## Task directions
Pick out and copy every line of the entries below that contains the word "towel". Only matches in the same letter case count.

## Material provided
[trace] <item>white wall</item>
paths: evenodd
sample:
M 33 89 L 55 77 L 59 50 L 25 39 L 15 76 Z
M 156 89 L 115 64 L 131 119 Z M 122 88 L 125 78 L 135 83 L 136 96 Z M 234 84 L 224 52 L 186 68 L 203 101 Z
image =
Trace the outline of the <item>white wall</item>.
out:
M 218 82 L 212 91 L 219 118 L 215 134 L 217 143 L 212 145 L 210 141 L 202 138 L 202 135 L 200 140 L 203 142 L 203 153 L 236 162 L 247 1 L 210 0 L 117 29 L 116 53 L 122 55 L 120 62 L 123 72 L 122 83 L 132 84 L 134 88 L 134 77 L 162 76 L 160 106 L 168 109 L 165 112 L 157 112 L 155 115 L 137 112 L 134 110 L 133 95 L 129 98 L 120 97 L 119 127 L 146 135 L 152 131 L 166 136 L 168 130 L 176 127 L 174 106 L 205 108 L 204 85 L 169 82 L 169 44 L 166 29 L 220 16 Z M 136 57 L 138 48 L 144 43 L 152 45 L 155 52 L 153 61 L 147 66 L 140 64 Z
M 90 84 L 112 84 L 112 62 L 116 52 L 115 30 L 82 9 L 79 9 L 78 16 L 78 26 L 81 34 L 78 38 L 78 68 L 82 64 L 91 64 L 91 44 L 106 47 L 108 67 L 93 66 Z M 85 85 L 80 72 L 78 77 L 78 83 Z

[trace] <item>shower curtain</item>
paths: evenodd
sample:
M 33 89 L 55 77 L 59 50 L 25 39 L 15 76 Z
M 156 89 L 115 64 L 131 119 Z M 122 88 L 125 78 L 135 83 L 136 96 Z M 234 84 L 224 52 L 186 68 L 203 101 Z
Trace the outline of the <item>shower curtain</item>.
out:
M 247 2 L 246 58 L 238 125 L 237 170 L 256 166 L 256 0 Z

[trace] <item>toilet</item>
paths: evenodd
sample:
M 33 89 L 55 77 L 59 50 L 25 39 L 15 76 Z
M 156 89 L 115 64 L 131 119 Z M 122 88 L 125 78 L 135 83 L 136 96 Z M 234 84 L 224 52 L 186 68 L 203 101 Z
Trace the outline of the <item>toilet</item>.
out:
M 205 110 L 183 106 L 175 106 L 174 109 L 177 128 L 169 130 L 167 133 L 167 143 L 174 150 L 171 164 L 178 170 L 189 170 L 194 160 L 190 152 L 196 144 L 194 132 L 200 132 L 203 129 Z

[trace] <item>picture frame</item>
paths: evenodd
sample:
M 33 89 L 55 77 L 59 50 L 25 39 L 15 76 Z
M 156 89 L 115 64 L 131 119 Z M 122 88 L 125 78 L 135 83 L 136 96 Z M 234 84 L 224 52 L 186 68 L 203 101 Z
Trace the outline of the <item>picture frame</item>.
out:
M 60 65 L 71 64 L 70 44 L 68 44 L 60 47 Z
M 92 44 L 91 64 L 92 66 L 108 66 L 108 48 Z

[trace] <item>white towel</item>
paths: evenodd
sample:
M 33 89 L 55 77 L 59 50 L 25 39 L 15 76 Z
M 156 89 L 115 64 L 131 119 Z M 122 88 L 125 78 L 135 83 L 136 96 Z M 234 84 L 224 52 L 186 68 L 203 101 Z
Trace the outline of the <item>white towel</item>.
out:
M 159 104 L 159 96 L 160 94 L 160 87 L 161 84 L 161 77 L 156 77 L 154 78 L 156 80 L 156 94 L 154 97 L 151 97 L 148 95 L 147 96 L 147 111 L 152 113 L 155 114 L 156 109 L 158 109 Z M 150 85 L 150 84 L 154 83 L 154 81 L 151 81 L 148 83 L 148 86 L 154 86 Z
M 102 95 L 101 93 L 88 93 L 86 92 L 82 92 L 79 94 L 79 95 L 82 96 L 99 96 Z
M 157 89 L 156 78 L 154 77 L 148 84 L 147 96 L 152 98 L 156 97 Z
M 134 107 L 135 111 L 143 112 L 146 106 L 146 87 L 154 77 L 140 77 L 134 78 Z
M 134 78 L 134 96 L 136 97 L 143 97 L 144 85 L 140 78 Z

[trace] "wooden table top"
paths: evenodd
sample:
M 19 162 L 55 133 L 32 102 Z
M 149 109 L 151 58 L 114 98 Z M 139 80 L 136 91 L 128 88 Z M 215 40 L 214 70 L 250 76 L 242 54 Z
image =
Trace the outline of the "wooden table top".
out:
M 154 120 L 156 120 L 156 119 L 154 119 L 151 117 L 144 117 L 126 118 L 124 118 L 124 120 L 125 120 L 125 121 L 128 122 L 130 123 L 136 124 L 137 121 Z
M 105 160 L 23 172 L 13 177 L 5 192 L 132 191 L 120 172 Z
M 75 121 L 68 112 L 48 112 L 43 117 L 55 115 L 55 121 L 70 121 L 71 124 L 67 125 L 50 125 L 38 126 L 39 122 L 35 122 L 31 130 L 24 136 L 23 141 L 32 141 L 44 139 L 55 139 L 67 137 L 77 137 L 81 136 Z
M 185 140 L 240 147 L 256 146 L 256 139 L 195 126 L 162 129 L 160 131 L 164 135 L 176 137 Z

## Exercise answer
[trace] <item>white towel</item>
Trace the outline of the <item>white towel</item>.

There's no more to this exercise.